▸ **Task objective**
The records below are to be returned exactly as written, minus their pictures.

== Segment start ==

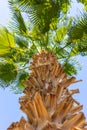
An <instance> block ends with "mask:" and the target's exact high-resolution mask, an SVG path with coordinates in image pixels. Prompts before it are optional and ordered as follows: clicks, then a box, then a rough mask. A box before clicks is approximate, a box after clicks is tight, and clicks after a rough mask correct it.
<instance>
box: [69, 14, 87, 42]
mask: <svg viewBox="0 0 87 130" xmlns="http://www.w3.org/2000/svg"><path fill="white" fill-rule="evenodd" d="M84 34H86V35H87V13H83V14H82V16H81V18H80V19H79V20H75V21H74V24H73V26H72V28H71V29H70V33H69V36H70V38H71V39H73V40H74V39H82V38H83V37H84Z"/></svg>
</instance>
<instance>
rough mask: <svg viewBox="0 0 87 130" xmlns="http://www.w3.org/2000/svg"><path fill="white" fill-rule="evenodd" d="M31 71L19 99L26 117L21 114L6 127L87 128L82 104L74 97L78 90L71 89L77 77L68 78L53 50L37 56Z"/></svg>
mask: <svg viewBox="0 0 87 130" xmlns="http://www.w3.org/2000/svg"><path fill="white" fill-rule="evenodd" d="M30 70H31V73H30V76H29V77H28V79H27V80H26V81H24V83H25V84H26V88H25V89H24V93H25V95H24V96H23V97H21V98H20V99H19V101H20V104H21V107H20V108H21V110H22V111H23V112H24V113H25V114H26V115H27V120H25V119H24V118H23V117H22V118H21V119H20V121H19V122H16V123H12V124H11V126H10V127H9V128H8V129H7V130H87V128H86V125H87V123H86V121H85V116H84V114H83V112H81V110H82V105H80V103H79V102H78V101H76V100H75V99H74V98H73V94H76V93H78V92H79V90H78V89H75V90H69V89H68V87H69V85H71V84H73V83H76V82H78V81H77V80H76V78H75V77H71V78H68V77H67V75H66V74H65V73H64V70H63V68H62V66H61V64H60V63H59V62H58V61H57V58H56V57H55V56H54V55H53V54H52V53H50V52H49V53H47V52H44V51H42V52H41V53H39V54H36V55H34V57H33V61H32V62H31V65H30Z"/></svg>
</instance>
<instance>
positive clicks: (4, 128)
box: [0, 0, 87, 130]
mask: <svg viewBox="0 0 87 130" xmlns="http://www.w3.org/2000/svg"><path fill="white" fill-rule="evenodd" d="M1 1H2V2H1ZM1 1H0V24H2V25H5V26H6V25H7V22H8V19H9V9H8V4H7V0H1ZM80 7H81V8H82V6H81V5H80V4H79V5H77V4H76V3H75V2H74V3H73V9H72V10H71V15H72V16H73V15H74V13H76V14H78V13H79V10H80V9H79V8H80ZM73 10H74V11H73ZM79 61H80V63H82V70H81V71H79V73H78V75H77V76H76V78H77V79H82V80H83V82H80V83H76V85H73V86H74V87H75V88H79V89H80V94H78V95H76V96H75V98H76V99H77V100H78V101H79V102H80V103H81V104H83V106H84V107H83V111H84V113H85V116H86V118H87V100H86V99H87V57H81V56H79ZM20 96H21V95H17V94H13V93H12V92H11V91H10V90H9V88H7V89H5V90H3V89H2V88H0V130H6V129H7V128H8V126H9V125H10V124H11V123H12V122H15V121H19V119H20V117H21V116H25V115H24V114H23V113H22V112H21V111H20V110H19V108H20V104H19V101H18V99H19V97H20Z"/></svg>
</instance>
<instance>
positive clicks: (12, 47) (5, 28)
mask: <svg viewBox="0 0 87 130" xmlns="http://www.w3.org/2000/svg"><path fill="white" fill-rule="evenodd" d="M14 46H15V40H14V36H13V35H12V34H11V33H10V32H9V31H8V30H7V29H6V28H5V27H2V28H0V56H3V55H6V54H7V53H10V51H11V49H12V48H14Z"/></svg>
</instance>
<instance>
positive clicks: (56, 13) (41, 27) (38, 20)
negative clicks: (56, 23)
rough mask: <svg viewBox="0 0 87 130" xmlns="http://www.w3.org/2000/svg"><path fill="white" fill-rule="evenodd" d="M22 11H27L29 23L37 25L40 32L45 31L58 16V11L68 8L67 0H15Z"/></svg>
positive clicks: (48, 27)
mask: <svg viewBox="0 0 87 130" xmlns="http://www.w3.org/2000/svg"><path fill="white" fill-rule="evenodd" d="M16 1H17V4H18V5H19V8H20V10H21V11H22V12H25V13H27V15H28V16H29V18H30V20H31V23H33V25H34V26H35V25H36V26H38V29H39V30H40V31H41V32H47V31H48V30H49V29H50V24H51V23H52V21H53V19H54V18H56V17H57V18H59V17H60V12H61V11H63V10H64V12H65V10H67V9H68V5H69V0H67V1H66V0H63V1H61V0H55V1H54V0H50V1H47V0H44V1H43V0H33V1H30V0H16Z"/></svg>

== Segment end ==

▸ **Exercise result**
An <instance> block ends with "mask:" and the target's exact high-resolution mask, an SVG path with coordinates in image pixels. Prompts before it are optional and ordered as follows: clicks, then a box, then a rough mask. A box before clicks is approximate, a box after clicks is tight, and clicks after a rough mask correct it.
<instance>
box: [69, 14, 87, 42]
mask: <svg viewBox="0 0 87 130" xmlns="http://www.w3.org/2000/svg"><path fill="white" fill-rule="evenodd" d="M84 34H86V35H87V13H83V14H82V16H81V18H80V19H79V20H75V21H74V24H73V26H72V28H71V29H70V33H69V36H70V38H71V39H73V40H74V39H82V38H83V37H84Z"/></svg>
</instance>
<instance>
rough mask: <svg viewBox="0 0 87 130" xmlns="http://www.w3.org/2000/svg"><path fill="white" fill-rule="evenodd" d="M31 71L19 99L26 117L21 114L6 127L87 128L82 104L74 97L78 90L71 89L77 77L68 78L53 50L37 56Z"/></svg>
mask: <svg viewBox="0 0 87 130" xmlns="http://www.w3.org/2000/svg"><path fill="white" fill-rule="evenodd" d="M30 70H31V73H30V76H29V77H28V79H27V80H26V81H24V83H25V84H26V88H25V89H24V93H25V95H24V96H23V97H21V98H20V99H19V101H20V104H21V107H20V108H21V110H22V111H23V112H24V113H25V114H26V115H27V120H25V119H24V118H23V117H22V118H21V119H20V121H19V122H16V123H12V124H11V126H10V127H9V128H8V129H7V130H87V128H86V125H87V123H86V121H85V116H84V114H83V112H81V110H82V105H80V103H79V102H78V101H76V100H75V99H74V98H73V94H76V93H78V92H79V90H78V89H75V90H69V89H68V87H69V85H71V84H73V83H76V82H78V81H77V80H76V78H75V77H71V78H68V77H67V75H66V74H65V73H64V70H63V68H62V66H61V64H60V63H59V62H58V61H57V58H56V57H55V56H54V55H53V54H52V53H50V52H49V53H47V52H44V51H42V52H41V53H39V54H36V55H34V57H33V61H32V62H31V65H30Z"/></svg>
</instance>
<instance>
positive clicks: (4, 128)
box: [0, 0, 87, 130]
mask: <svg viewBox="0 0 87 130" xmlns="http://www.w3.org/2000/svg"><path fill="white" fill-rule="evenodd" d="M1 1H2V2H1ZM1 1H0V24H2V25H5V26H6V25H7V22H8V19H9V9H8V4H7V0H1ZM80 7H81V8H82V6H81V5H80V4H79V5H77V4H76V3H75V2H74V3H73V9H72V10H71V15H72V16H73V15H74V13H76V14H78V13H79V10H80V9H79V8H80ZM73 10H74V11H73ZM79 61H80V63H82V70H81V71H79V73H78V75H77V76H76V78H77V79H82V80H83V82H80V83H76V85H73V86H74V87H75V88H79V89H80V94H78V95H76V96H75V98H76V99H77V100H78V101H79V102H80V103H81V104H83V106H84V107H83V111H84V113H85V116H86V118H87V100H86V99H87V57H81V56H79ZM20 96H21V95H17V94H13V93H12V92H11V91H10V90H9V88H7V89H5V90H3V89H2V88H0V130H6V129H7V128H8V126H9V125H10V124H11V123H12V122H15V121H19V119H20V117H21V116H25V115H24V114H23V113H22V112H21V111H20V110H19V108H20V104H19V101H18V99H19V97H20Z"/></svg>
</instance>
<instance>
positive clicks: (12, 47) (5, 28)
mask: <svg viewBox="0 0 87 130" xmlns="http://www.w3.org/2000/svg"><path fill="white" fill-rule="evenodd" d="M14 46H15V40H14V36H13V35H12V34H11V33H10V32H9V31H8V30H7V29H6V28H5V27H2V28H0V56H3V55H6V54H7V53H10V51H11V49H12V48H14Z"/></svg>
</instance>
<instance>
positive clicks: (56, 13) (41, 27) (38, 20)
negative clicks: (56, 23)
rough mask: <svg viewBox="0 0 87 130" xmlns="http://www.w3.org/2000/svg"><path fill="white" fill-rule="evenodd" d="M22 11H27L29 23L37 25L40 32L45 31L58 16V11L68 8L67 0H15Z"/></svg>
positive clicks: (48, 27)
mask: <svg viewBox="0 0 87 130" xmlns="http://www.w3.org/2000/svg"><path fill="white" fill-rule="evenodd" d="M16 1H17V4H18V5H19V8H20V10H21V11H22V12H25V13H27V15H28V16H29V18H30V20H31V23H33V25H34V26H35V25H36V26H38V29H39V30H40V31H41V32H47V31H48V30H49V29H50V24H51V23H52V21H53V19H54V18H56V17H57V18H59V17H60V12H61V11H63V10H64V12H65V10H67V9H68V5H69V0H67V1H66V0H63V1H61V0H55V1H54V0H50V1H47V0H44V1H43V0H33V1H30V0H16Z"/></svg>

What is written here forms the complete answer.